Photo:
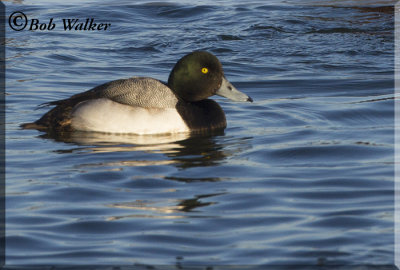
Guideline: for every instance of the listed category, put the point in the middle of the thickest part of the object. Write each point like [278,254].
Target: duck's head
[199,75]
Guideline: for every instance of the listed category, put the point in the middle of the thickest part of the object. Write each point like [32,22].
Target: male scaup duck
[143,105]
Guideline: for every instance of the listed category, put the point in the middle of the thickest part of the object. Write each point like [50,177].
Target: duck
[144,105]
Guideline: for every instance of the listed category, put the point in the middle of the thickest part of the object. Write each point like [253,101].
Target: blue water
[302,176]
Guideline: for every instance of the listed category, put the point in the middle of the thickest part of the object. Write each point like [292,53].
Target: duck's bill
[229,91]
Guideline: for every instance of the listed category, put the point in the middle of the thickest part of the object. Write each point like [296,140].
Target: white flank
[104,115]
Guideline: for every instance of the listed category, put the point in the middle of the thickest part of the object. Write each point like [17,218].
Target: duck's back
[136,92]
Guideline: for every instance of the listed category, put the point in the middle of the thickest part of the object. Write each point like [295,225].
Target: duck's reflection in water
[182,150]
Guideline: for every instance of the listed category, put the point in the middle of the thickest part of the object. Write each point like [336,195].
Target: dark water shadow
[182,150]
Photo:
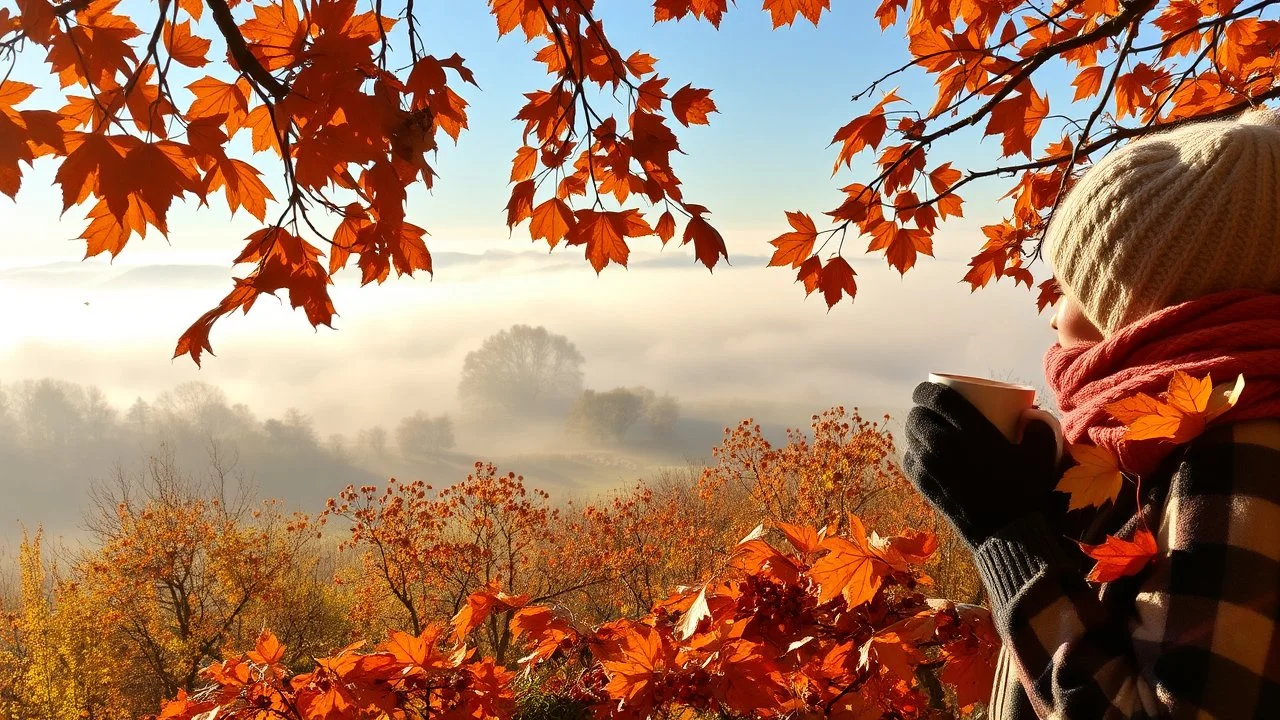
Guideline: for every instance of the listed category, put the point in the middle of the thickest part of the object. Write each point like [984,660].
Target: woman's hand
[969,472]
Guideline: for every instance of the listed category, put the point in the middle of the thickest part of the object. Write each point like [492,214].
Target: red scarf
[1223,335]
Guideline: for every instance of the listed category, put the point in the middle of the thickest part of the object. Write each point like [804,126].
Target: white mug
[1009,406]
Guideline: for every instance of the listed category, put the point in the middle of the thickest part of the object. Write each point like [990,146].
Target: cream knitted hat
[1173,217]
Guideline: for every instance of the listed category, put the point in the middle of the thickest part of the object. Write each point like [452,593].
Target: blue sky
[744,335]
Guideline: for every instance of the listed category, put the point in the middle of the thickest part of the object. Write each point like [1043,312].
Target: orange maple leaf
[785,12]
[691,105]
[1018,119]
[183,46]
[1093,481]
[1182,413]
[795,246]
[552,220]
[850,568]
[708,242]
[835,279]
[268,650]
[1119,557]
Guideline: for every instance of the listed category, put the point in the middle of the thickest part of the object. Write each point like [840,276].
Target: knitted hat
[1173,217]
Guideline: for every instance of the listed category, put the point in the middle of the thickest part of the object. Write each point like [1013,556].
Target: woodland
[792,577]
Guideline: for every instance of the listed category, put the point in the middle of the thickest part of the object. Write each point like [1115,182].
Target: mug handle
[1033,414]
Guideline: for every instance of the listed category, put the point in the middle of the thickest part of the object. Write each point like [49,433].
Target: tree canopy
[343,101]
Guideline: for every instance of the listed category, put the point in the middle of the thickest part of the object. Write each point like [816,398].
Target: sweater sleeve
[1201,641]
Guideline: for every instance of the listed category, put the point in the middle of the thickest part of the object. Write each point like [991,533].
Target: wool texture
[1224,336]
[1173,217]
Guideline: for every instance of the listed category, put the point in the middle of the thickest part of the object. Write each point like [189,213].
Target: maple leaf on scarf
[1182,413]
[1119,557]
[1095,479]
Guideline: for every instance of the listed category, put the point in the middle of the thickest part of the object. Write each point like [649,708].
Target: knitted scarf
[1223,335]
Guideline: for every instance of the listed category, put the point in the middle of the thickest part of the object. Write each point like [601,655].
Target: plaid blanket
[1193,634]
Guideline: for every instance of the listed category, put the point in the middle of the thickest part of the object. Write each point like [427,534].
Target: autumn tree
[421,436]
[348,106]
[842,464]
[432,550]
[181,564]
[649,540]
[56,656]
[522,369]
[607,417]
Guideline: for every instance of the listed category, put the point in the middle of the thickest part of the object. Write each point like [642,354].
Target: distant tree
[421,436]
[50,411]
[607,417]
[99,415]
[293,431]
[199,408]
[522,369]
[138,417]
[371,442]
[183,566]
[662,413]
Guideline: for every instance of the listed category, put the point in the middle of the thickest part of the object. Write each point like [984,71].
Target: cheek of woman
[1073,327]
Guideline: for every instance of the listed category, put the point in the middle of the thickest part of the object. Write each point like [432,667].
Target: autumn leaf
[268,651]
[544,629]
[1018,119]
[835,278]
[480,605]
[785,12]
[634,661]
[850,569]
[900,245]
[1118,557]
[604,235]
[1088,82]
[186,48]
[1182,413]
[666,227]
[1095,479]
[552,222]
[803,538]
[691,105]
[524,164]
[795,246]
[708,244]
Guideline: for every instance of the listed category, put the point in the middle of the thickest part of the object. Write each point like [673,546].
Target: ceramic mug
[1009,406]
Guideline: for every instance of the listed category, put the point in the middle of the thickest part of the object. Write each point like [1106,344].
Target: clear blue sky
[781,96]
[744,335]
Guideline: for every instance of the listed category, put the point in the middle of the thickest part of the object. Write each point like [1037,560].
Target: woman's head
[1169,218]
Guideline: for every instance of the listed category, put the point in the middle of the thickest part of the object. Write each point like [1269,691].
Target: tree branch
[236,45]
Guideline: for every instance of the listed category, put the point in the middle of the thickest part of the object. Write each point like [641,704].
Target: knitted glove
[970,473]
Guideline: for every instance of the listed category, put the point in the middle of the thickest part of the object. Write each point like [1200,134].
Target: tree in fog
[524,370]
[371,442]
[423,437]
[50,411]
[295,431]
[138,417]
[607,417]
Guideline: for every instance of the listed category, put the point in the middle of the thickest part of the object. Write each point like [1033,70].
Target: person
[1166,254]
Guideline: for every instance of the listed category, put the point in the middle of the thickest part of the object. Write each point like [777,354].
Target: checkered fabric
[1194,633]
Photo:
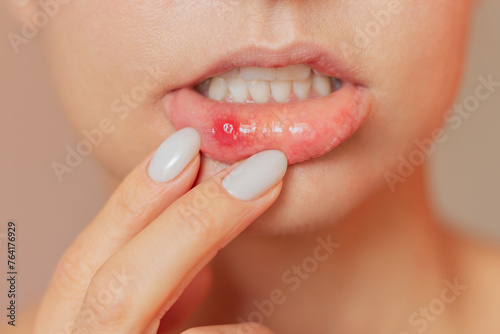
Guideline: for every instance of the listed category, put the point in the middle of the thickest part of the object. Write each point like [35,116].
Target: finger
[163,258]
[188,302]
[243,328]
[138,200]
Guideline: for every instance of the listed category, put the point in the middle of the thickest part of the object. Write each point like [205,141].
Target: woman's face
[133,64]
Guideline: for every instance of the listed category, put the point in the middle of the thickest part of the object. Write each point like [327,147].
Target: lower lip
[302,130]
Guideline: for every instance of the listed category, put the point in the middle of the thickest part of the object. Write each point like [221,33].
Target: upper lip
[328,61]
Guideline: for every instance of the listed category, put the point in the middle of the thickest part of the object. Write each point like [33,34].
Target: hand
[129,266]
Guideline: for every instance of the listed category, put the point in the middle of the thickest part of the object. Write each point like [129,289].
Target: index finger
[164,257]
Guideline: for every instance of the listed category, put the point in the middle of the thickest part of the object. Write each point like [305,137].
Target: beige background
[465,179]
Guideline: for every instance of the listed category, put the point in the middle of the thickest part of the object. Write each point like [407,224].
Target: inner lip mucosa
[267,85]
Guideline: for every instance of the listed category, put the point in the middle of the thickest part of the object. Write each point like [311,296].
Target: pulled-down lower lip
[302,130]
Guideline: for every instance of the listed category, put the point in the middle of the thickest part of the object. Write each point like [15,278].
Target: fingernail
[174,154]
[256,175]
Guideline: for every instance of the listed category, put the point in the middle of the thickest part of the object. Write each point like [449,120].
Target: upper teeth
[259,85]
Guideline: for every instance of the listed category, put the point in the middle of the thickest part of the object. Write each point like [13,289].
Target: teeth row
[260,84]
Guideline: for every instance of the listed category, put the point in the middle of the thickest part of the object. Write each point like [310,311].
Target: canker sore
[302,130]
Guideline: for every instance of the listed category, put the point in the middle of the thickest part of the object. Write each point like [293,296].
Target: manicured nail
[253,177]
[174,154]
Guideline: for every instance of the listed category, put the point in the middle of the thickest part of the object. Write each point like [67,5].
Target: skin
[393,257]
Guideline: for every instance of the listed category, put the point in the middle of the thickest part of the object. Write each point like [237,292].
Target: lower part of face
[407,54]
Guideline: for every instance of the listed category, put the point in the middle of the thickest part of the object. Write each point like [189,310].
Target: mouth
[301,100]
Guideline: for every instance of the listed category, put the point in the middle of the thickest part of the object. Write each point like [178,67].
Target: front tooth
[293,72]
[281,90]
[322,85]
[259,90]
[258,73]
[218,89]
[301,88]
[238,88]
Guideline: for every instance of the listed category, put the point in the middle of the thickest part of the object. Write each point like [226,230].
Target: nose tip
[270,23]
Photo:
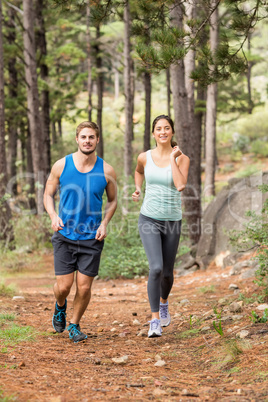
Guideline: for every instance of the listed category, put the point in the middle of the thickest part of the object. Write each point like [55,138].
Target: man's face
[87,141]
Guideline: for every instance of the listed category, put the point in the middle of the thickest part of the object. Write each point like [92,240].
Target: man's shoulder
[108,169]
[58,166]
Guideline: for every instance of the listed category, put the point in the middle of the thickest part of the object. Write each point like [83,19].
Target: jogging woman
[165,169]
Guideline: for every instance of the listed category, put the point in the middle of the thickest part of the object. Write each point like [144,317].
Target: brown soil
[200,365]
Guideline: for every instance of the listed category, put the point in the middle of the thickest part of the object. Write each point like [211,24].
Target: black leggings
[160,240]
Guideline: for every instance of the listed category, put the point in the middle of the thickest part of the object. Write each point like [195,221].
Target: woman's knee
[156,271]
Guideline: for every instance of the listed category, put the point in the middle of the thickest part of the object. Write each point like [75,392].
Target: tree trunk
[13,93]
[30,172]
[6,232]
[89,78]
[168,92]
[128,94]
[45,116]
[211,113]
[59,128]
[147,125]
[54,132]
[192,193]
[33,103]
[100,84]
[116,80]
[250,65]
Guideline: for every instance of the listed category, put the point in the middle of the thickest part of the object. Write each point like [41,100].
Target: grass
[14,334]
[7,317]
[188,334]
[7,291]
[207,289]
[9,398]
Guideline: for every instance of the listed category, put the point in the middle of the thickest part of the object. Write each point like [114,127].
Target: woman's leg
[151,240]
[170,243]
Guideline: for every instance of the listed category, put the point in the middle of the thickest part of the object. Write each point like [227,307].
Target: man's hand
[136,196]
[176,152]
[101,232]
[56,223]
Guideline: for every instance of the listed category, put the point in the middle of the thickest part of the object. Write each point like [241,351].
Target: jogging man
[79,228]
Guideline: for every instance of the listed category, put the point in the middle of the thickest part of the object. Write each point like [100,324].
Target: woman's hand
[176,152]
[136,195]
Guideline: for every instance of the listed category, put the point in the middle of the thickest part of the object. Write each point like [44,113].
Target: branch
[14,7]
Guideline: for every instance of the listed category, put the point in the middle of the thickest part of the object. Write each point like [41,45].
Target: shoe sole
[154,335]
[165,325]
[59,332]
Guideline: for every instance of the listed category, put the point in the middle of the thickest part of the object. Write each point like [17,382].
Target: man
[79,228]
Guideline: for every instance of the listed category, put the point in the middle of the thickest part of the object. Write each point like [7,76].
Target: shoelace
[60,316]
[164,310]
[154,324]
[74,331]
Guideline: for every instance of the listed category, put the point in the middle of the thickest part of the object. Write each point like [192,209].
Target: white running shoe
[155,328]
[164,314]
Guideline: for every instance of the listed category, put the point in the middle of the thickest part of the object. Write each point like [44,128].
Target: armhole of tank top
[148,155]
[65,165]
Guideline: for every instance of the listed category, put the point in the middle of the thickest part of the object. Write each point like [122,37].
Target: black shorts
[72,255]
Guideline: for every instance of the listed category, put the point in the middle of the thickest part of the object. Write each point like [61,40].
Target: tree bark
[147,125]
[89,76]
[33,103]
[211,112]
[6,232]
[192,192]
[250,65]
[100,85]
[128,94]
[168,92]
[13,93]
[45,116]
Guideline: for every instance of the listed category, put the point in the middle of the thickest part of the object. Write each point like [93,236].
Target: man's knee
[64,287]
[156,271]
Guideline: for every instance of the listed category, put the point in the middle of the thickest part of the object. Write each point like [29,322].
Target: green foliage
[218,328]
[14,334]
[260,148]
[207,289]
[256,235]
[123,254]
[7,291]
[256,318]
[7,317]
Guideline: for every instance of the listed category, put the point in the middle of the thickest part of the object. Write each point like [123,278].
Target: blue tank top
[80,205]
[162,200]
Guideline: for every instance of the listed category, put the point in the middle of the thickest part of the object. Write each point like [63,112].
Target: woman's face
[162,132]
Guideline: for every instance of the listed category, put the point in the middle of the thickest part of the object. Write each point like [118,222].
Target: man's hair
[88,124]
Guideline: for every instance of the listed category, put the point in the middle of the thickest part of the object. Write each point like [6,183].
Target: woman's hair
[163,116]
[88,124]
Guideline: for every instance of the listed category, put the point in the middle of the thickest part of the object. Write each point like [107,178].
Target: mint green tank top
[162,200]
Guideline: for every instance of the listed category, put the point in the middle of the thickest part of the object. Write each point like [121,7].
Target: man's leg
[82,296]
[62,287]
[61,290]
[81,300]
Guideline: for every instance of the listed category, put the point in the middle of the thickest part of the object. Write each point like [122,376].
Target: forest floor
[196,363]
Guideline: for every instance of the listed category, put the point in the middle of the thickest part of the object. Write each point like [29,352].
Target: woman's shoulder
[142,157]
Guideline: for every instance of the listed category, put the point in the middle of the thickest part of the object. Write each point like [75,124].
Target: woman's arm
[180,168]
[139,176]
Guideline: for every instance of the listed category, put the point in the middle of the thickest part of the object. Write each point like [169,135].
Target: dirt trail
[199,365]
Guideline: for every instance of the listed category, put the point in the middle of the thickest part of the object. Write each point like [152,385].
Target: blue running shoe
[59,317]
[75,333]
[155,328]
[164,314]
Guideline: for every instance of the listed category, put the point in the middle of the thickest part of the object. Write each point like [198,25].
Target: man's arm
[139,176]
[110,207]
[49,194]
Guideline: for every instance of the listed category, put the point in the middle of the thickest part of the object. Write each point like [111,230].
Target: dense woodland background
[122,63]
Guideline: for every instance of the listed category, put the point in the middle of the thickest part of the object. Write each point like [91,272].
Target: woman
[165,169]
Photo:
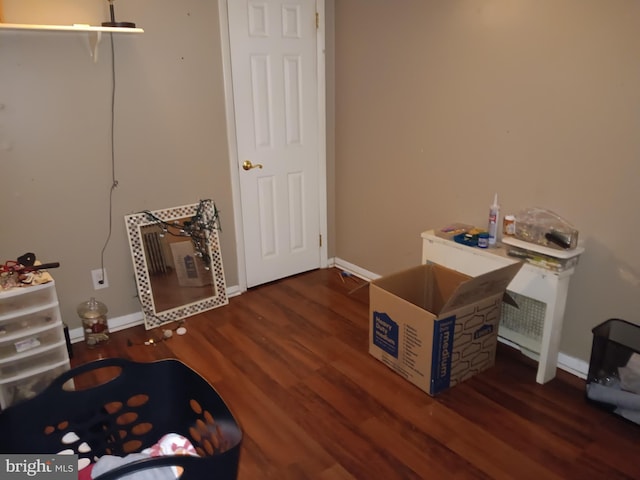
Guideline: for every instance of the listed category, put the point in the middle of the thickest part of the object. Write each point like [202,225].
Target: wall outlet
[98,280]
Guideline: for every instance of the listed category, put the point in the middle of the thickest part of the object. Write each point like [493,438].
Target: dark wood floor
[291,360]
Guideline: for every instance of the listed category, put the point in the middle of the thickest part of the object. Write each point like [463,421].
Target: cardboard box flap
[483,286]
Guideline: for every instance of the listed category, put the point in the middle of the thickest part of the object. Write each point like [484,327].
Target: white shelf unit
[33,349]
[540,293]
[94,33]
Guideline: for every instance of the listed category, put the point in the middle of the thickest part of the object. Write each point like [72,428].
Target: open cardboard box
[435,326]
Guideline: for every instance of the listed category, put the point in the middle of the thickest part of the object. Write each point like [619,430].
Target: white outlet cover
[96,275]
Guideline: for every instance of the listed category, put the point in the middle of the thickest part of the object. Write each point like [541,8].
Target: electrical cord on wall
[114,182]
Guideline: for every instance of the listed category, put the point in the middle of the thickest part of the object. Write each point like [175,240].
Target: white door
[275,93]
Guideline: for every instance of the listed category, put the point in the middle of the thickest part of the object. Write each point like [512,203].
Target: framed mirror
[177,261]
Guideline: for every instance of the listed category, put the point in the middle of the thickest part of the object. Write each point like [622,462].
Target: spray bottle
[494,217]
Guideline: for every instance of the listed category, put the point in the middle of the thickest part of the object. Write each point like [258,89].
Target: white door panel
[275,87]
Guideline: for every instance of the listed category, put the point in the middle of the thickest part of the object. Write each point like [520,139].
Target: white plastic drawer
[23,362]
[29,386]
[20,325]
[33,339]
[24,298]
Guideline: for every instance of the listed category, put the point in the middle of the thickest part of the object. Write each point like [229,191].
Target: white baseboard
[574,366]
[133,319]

--- --- ---

● Directions for this task
Give back exactly the lines running from the line containing "point like [258,89]." through the end of the material above, both included, and nothing beyond them.

● The output
Guideline: for every instance of the listed category, put the point in the middle of the thickest part of the object. Write each point like [258,89].
Target: white door panel
[275,87]
Guideline: for every instance of the listed category, put the point in the middle of the thickest part of the object. Write each point like [520,139].
Target: white plastic drawer
[23,362]
[29,386]
[20,325]
[33,339]
[24,298]
Guideline: for every instance of the listed category, put the point in the middle of the thickest part of the object. Write each point like [229,191].
Target: white baseboard
[574,366]
[133,319]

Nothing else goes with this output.